_The exercise_: Reproduce the entire listing below verbatim, omitting any picture it contains.

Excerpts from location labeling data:
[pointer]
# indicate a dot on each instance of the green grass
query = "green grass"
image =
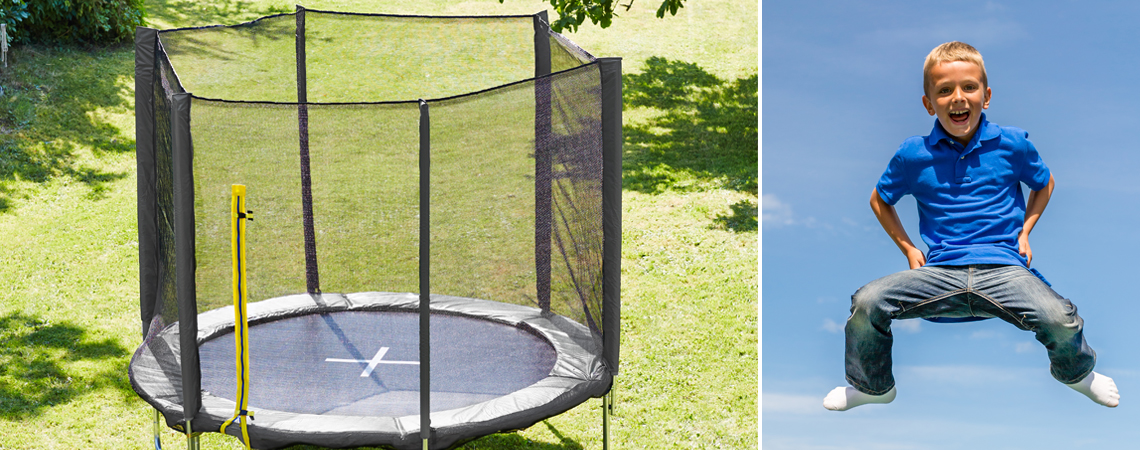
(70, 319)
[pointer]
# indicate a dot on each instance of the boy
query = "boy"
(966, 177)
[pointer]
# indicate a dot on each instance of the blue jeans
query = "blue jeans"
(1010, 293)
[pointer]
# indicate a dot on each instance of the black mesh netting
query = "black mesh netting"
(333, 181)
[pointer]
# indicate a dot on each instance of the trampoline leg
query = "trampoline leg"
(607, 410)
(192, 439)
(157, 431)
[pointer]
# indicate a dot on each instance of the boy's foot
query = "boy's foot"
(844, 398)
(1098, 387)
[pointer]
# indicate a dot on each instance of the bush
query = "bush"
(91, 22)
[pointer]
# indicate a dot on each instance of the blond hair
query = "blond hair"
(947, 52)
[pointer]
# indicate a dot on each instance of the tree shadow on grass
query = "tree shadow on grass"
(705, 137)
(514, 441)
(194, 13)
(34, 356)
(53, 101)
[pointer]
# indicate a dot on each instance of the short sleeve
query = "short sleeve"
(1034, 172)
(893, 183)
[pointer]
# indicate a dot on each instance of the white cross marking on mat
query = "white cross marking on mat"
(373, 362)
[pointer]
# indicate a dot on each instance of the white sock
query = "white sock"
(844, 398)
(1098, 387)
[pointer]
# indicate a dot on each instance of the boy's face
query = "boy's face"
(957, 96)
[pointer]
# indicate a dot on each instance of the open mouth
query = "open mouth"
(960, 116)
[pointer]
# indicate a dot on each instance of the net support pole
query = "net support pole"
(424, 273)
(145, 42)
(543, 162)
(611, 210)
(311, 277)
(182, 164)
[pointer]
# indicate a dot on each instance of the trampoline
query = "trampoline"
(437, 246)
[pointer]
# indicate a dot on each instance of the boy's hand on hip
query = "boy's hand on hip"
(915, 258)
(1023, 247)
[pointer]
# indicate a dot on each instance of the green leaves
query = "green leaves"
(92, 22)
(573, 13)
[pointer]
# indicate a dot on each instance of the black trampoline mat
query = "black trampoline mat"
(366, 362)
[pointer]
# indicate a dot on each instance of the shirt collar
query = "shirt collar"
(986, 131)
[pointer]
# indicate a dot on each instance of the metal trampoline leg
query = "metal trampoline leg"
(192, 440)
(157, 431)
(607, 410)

_Written reply_:
[pointer]
# indicate a dot on each instance of the green grass
query = "green grass"
image =
(70, 319)
[pointer]
# indicate a dot on each instance of the boy
query = "boy"
(966, 177)
[pointer]
# indicate a dot on each instance of the blue jeans
query = "blue jeans"
(1010, 293)
[pointer]
# indicate a dot on each instance of the black mesh netting
query = "black mesh netting"
(333, 181)
[pointer]
# indicate a dot on each instance of the trampoline leg
query = "trampoline leg"
(607, 410)
(192, 439)
(157, 431)
[pointer]
# indicate a dot on each instance of the boy's foot
query = "boy's foot"
(844, 398)
(1098, 387)
[pointer]
# indicate a dot on each instance of the bush
query = "bush"
(91, 22)
[pointer]
# indicate a dot on each instance of the blond hair
query = "blond hair"
(947, 52)
[pointer]
# indicate a dot on each instance of the tree shadow on grass
query = "tree shadow on grass"
(705, 137)
(514, 441)
(194, 13)
(34, 356)
(53, 101)
[pointer]
# indicate a dot on each instance of the short sleeve
query = "short sleeve"
(1034, 172)
(893, 183)
[pointer]
# indicate a dot on each instance of the white cross marking on mat
query = "white cross marking on mat"
(373, 362)
[pointer]
# indicate a dot on each instance of the white sock
query = "white sock"
(844, 398)
(1098, 387)
[pointer]
# indicate a dot on each instance of the boy's face
query = "boy's face"
(957, 96)
[pointer]
# indicate a dot on each instance of the open mouth
query = "open mouth"
(960, 116)
[pointer]
# indicate a dot on each instance of the net support pole
query = "net support pole"
(424, 273)
(145, 42)
(543, 162)
(611, 210)
(311, 277)
(182, 164)
[pointer]
# indicate a dot on each instance of the trampoline
query = "trampoline"
(437, 246)
[pointer]
# indicate a dot on each instance of the boy's hand on hip
query = "boy's hand on hip"
(915, 258)
(1023, 247)
[pointer]
# indicate a dot on each instance of the green leaves
query = "green leaves"
(92, 22)
(573, 13)
[pointer]
# indicate a dot on each instance of the black trampoline mat
query = "black trampoline mat"
(366, 362)
[pointer]
# indicate a dot on each instance of the shirt collar
query = "shirt collar"
(986, 131)
[pointer]
# indicate a dot on each instance of the metal trampoline leg
query = "metal trampoline leg"
(192, 440)
(157, 431)
(607, 410)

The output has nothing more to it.